┌─ DOCUMENT

The Internet is a tangled web, indeed, particularly when it comes to the plethora (SAT word ;-) of college websites, each professing to be the best, to offer the most, and to be the last word in all things college.

Some college websites are great. Others less so. And everyone has an opinion on where to click when researching colleges, developing admission strategies, looking for college planning advice, or hunting down scholarship money.

Higher ed journalist, speaker, consultant, author of The College Solution and Shrinking the Cost of College: 152 Ways to Cut the Price of a Bachelor's Degree (two very worthy reads), and fellow college blogger Lynn O'Shaughnessy has her Top Ten List of college websites, which The College Whisperer gladly and gratuitously passes along for your edification -- if not education.

The following is from her post at US News & World Report:

When I typed "college" into Google today, I got 631 million hits. When I searched for "scholarships" and "financial aid," I generated another 51 million and 58 million results.

└─
┌─ DATA SHOWN

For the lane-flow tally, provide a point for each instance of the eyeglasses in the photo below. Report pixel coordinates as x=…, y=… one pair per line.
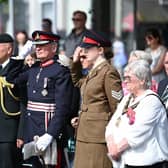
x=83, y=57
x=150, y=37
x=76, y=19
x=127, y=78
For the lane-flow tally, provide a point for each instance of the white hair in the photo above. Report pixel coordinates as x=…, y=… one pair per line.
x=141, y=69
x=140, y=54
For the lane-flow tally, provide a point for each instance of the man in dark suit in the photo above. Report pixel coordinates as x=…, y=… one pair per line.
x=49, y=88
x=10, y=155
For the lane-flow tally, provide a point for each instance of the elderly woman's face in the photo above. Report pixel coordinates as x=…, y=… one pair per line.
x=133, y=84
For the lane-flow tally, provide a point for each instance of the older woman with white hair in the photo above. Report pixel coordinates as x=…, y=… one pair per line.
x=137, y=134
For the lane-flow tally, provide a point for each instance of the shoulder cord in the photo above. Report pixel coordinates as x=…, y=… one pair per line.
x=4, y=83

└─
┌─ DATA SHOWN

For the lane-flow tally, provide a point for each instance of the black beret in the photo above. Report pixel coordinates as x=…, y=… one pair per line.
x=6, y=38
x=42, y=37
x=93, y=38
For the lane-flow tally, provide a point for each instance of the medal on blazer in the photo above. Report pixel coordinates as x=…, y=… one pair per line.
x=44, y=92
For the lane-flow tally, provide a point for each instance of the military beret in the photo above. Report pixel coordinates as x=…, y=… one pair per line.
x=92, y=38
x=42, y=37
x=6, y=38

└─

### TASK REQUIREMENTS
A – Copy verbatim the part of the post on college websites that opens with the words containing "The Internet is" and closes with "all things college.".
B – Answer these from the post on college websites:
(i) How many hits did typing "college" into Google produce?
(ii) In which publication did Lynn O'Shaughnessy's post appear?
(iii) How many results came from the search for "financial aid"?
C – Turn the paragraph of the post on college websites that begins "Higher ed journalist, speaker, consultant" into a short list of its main facts.
Rely only on the post on college websites.

### ANSWERS PER TASK
A –
The Internet is a tangled web, indeed, particularly when it comes to the plethora (SAT word ;-) of college websites, each professing to be the best, to offer the most, and to be the last word in all things college.

B –
(i) 631 million
(ii) US News & World Report
(iii) 58 million

C –
- Lynn O'Shaughnessy is a higher ed journalist, speaker, consultant and fellow college blogger.
- She wrote The College Solution and Shrinking the Cost of College: 152 Ways to Cut the Price of a Bachelor's Degree, both called very worthy reads.
- She has a Top Ten List of college websites.
- The College Whisperer passes that list along to readers.